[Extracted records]
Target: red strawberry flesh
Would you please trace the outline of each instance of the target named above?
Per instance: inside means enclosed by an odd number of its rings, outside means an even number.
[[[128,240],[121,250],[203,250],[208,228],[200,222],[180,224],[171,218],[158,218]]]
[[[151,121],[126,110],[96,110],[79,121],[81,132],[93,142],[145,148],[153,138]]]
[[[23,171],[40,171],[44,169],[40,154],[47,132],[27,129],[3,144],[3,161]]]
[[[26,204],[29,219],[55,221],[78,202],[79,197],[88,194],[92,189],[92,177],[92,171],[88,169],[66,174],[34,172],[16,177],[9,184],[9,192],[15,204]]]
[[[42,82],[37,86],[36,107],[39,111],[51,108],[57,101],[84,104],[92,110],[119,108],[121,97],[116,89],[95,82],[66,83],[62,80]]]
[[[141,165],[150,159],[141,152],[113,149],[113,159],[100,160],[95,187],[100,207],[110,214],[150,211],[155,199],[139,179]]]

**Request:** Rewrite the lines of all the records, substituting "contour" for each occurrence of "outline" and leaving everything else unchanged.

**Output:**
Target: red strawberry flesh
Would you please trace the contour of each instance of the target named above?
Per instance: inside means enclosed by an odd number of its rings, outside means an even number.
[[[128,240],[121,250],[203,250],[208,228],[200,222],[180,224],[171,218],[158,218]]]
[[[151,121],[126,110],[96,110],[79,121],[81,132],[93,142],[145,148],[153,138]]]
[[[23,171],[40,171],[44,169],[40,154],[47,132],[27,129],[3,144],[3,161]]]
[[[26,204],[29,219],[55,221],[78,202],[79,197],[88,194],[92,189],[92,177],[92,171],[88,169],[66,174],[34,172],[16,177],[9,184],[9,192],[15,204]]]
[[[42,82],[37,86],[36,107],[39,111],[51,108],[57,101],[84,104],[92,110],[119,108],[121,97],[116,89],[95,82],[66,83],[62,80]]]
[[[141,165],[150,159],[141,152],[113,149],[113,159],[100,160],[95,187],[100,207],[110,214],[150,211],[155,199],[139,179]]]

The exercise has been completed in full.